─── MATERIAL
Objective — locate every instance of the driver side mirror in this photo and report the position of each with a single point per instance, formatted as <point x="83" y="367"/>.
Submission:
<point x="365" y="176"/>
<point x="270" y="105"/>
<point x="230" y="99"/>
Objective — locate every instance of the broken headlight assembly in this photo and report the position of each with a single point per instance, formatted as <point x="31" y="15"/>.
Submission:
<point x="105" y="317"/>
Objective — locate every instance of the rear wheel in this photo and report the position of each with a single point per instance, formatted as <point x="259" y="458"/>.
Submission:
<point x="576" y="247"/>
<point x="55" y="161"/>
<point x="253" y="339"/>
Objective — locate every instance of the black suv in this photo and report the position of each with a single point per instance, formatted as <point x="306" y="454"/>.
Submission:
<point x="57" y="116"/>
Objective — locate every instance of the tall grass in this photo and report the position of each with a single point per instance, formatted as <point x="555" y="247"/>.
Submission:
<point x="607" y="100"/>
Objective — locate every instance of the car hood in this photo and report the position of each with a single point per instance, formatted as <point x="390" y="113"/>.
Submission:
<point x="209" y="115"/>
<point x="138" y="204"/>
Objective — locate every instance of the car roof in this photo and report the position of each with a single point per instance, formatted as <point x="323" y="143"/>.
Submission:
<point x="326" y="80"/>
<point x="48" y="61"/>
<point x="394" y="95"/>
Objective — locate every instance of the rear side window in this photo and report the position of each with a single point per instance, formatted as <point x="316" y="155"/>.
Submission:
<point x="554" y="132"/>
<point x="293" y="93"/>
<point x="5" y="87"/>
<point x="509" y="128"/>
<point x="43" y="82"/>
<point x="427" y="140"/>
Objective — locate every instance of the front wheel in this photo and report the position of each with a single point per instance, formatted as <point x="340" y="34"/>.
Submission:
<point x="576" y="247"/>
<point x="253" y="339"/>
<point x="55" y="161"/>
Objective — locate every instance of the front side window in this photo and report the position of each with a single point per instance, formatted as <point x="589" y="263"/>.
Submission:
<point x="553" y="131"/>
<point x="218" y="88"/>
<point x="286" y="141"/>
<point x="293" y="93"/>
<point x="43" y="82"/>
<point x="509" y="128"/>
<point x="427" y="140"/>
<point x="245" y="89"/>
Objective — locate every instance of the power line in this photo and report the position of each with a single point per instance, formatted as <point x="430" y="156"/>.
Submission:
──────
**WORK TO BE COMPLETED:**
Put each line of the entries above into a JSON list of strings, one string per line, and leave out any blank lines.

**EXERCISE RESPONSE:**
[
  "Objective — locate every instance of the driver side mirror in this photo and report the position of each with a single point per instance, formatted as <point x=\"83\" y=\"367\"/>.",
  "Submission:",
  "<point x=\"365\" y=\"176\"/>",
  "<point x=\"270\" y=\"105\"/>",
  "<point x=\"230\" y=\"99\"/>",
  "Objective — locate every instance of the broken headlight assembly in this photo and report the position of each with a single point per instance, formatted as <point x=\"31\" y=\"15\"/>.",
  "Submission:",
  "<point x=\"105\" y=\"317\"/>",
  "Objective — locate every instance of the rear wheel in this photo and report the position of each with a single point per instance, formatted as <point x=\"259\" y=\"458\"/>.",
  "Submission:",
  "<point x=\"576\" y=\"247\"/>",
  "<point x=\"55\" y=\"161\"/>",
  "<point x=\"253\" y=\"339\"/>",
  "Objective — locate every instance of the black suv in this photo and report the position of each with a single point per instance, formatted as <point x=\"306\" y=\"454\"/>.",
  "Submission:",
  "<point x=\"57\" y=\"116\"/>",
  "Objective — locate every instance of the tall grass in this photo and report the position of each with a single point per instance, formatted as <point x=\"555\" y=\"247\"/>.",
  "Submission:",
  "<point x=\"607\" y=\"100\"/>",
  "Objective — locate every instance of the car hood in this photo and report the position of each with a single point per instance, formatted as <point x=\"390\" y=\"113\"/>.",
  "Submission:",
  "<point x=\"209\" y=\"115\"/>",
  "<point x=\"138\" y=\"204\"/>",
  "Objective — locate every instance of the car roof in this photo and report the position of each with a single point per instance, formatted as <point x=\"323\" y=\"143\"/>.",
  "Submission:",
  "<point x=\"326\" y=\"80\"/>",
  "<point x=\"48\" y=\"61\"/>",
  "<point x=\"394\" y=\"95\"/>",
  "Objective — locate every instance of the rear side window in this photo and report the position of each with a single point per instance, formatted as <point x=\"316\" y=\"155\"/>.",
  "Submission:",
  "<point x=\"554\" y=\"132\"/>",
  "<point x=\"293\" y=\"93\"/>",
  "<point x=\"5\" y=\"87\"/>",
  "<point x=\"509\" y=\"128\"/>",
  "<point x=\"43\" y=\"82\"/>",
  "<point x=\"427\" y=\"140\"/>",
  "Objective — locate every instance of the front wheel in this photo and report the position of each with a single point per instance, formatted as <point x=\"340\" y=\"34\"/>.",
  "Submission:",
  "<point x=\"576\" y=\"247\"/>",
  "<point x=\"253\" y=\"339\"/>",
  "<point x=\"55\" y=\"161\"/>",
  "Objective — locate every instance of the front side window in this photo and report the position of each with a single point per instance, formatted as <point x=\"589\" y=\"263\"/>.",
  "Submission:",
  "<point x=\"553\" y=\"131\"/>",
  "<point x=\"218\" y=\"88\"/>",
  "<point x=\"286\" y=\"141\"/>",
  "<point x=\"293\" y=\"93\"/>",
  "<point x=\"43\" y=\"82\"/>",
  "<point x=\"509\" y=\"128\"/>",
  "<point x=\"427\" y=\"140\"/>",
  "<point x=\"245\" y=\"89\"/>",
  "Objective — locate every instance of the power line in this photo and report the position of each with a single point per instance, formatted as <point x=\"430\" y=\"156\"/>.",
  "Submission:"
]